Exercise brief - Write the listing out again, all of it, word for word.

Data records -
================

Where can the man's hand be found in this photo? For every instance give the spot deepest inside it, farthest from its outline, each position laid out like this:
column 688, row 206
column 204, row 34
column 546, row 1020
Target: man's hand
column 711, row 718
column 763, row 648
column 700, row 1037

================

Solution for this task -
Where can the man's hand be found in this photo? For every instance give the spot deepest inside it, farthest from its outline, each position laid out like this:
column 688, row 206
column 204, row 34
column 546, row 1020
Target: man's hand
column 711, row 718
column 763, row 648
column 700, row 1037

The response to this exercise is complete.